In this light, two offices within OSD Personnel and Readiness (P&R)—the Offices of the Under Secretary of Defense for Accession Policy (AP) and Officer and Enlisted Personnel Management (OEPM)—asked CNA to evaluate the Services’ policies, practices, and successes for determining suitability for service at accession (enlistment waivers) and in service (ELS length and reasons for early separation). In this report, the second of two, we (1) determine the probability of, and reasons for, separation among those who access with enlistment waivers, (2) examine the arguments for and against extending ELS, as well as inconsistencies in ELS separation reasons, and (3) make recommendations.

Our methodological approach includes a literature and policy review, subject matter expert (SME) discussions, and analysis of nearly 12 years of Defense Manpower Data Center (DMDC) personnel and standardized waiver code data on enlisted Active Component accessions.

Enlistment waivers and separation outcomes

Background

During the normal recruiting process, the Services must consider and access some applicants who initially do not meet all Service enlistment requirements. By requiring enlistment waivers for such applicants (e.g., those with too many minor dependents, with certain medical conditions, with a record or history of criminal infractions, or who are found to have experimented with illegal drugs), the Department of Defense (DoD) acknowledges that there may be risks inherent in these populations (e.g., a higher likelihood of early separation). However, DoD also allows the Services to consider such recruits who display sufficient mitigating circumstances through a “whole person” review.

● ● ●

* _Requirement 1_: According to the passage on enlistment waivers and separation, how many years of Defense Manpower Data Center data did the analysis cover?
* _Requirement 2_: Extend the passage on enlistment waivers and early separation, picking up after its final sentence.

● ● ●

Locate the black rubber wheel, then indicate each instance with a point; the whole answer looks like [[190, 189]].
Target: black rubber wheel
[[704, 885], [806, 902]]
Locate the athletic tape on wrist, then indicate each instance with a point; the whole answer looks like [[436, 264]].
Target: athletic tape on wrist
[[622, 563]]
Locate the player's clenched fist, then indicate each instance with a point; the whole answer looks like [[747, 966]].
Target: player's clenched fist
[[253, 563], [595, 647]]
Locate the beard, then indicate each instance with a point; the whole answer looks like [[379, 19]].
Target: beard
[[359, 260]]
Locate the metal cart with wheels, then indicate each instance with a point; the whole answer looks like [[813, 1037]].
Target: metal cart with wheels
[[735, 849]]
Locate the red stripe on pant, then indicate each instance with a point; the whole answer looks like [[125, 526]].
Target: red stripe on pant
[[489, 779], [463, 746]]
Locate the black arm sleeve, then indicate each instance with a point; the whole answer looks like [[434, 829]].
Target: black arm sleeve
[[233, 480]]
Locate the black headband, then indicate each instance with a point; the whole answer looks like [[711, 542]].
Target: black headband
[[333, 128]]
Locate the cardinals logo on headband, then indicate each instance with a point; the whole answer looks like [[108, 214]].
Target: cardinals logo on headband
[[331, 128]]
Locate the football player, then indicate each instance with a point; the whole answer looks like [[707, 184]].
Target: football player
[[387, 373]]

● ● ●

* _Written answer 1_: Nearly 12 years.

* _Written answer 2_:
In 2008, AP created four DoD-wide enlistment waivers—medical, dependent, conduct, and drug—with quarterly reporting requirements. Before 2008, there were no consistent standardized waiver criteria used across the Services and most waivers were based on Servicespecific standards, many of which now are identified as “exceptions to policy” (ETPs)). For example, Service drug ETPs are strictest in the Marine Corps, and are required for even one instance of marijuana use. By comparison, Navy recruits required a Service drug ETP only after 11 or more instances of drug use. Although Service-level ETPs still exist (and still vary considerably), the 2008 policy established singular definitions for each of the four waiver types that apply to all military recruits, regardless of Service. For example, a drug waiver is only issued to applicants who test positive on the Drug and Alcohol Test (DAT) at the Military Processing Entrance Station (MEPS).

This establishment of consistent waiver definitions across DoD means that consistent enlistment waiver data now have been collected for almost 12 years, making it possible to conduct the first comprehensive cross-Service review of the use and riskiness of DoD enlistment waivers since the new policy was enacted. Thus, we use DMDC data on the last 12 years of DoD accessions, in addition to SME discussions, to address the following questions:

  • What trends in enlistment waivers and separation reasons do we observe?
  • How risky are enlistment waivers, in terms of separation outcomes?
  • Can a waiver risk model help the Services decide which applicants with enlistment waivers to enlist?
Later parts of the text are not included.